• Exercise directions:
Look through the entries below. Report each line that has the word "pants" in it.

[Extracted data entries]
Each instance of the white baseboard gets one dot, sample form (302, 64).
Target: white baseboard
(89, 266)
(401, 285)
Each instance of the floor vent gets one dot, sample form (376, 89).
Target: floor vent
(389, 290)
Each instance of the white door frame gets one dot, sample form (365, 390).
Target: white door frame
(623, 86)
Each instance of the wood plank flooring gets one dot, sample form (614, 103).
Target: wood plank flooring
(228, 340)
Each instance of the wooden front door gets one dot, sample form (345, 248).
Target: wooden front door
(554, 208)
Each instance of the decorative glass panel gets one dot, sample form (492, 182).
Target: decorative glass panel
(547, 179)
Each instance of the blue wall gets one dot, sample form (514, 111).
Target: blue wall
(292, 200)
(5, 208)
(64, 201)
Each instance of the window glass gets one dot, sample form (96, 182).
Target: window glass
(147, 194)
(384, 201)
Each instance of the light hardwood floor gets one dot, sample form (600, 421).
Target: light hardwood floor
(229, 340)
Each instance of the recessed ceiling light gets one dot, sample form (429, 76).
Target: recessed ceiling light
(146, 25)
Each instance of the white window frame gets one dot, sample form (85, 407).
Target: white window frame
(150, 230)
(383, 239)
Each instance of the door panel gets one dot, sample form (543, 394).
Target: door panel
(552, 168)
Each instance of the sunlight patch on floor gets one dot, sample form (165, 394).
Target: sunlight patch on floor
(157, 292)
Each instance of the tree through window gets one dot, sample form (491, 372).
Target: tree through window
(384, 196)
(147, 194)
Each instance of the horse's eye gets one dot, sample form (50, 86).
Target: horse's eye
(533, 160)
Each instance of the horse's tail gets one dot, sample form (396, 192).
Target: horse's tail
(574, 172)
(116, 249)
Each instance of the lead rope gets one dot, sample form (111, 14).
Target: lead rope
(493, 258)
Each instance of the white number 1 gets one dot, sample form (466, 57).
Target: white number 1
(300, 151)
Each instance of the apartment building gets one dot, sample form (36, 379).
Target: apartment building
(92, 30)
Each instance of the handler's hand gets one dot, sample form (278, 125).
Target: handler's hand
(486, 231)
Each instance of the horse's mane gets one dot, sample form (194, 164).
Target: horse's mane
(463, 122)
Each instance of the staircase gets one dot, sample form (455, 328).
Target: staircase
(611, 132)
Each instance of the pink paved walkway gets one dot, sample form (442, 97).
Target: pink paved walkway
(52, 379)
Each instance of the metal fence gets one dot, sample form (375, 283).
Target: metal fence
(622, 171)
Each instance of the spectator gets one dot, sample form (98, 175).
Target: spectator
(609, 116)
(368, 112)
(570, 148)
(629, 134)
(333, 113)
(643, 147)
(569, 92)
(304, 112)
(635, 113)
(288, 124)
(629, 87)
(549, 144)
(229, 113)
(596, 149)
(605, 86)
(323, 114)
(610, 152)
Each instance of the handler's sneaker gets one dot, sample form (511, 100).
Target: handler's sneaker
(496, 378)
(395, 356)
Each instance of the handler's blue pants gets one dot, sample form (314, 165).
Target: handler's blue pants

• Response to this task:
Each instance of the handler's blue pants gets one dot, sample form (314, 165).
Target: handler's blue pants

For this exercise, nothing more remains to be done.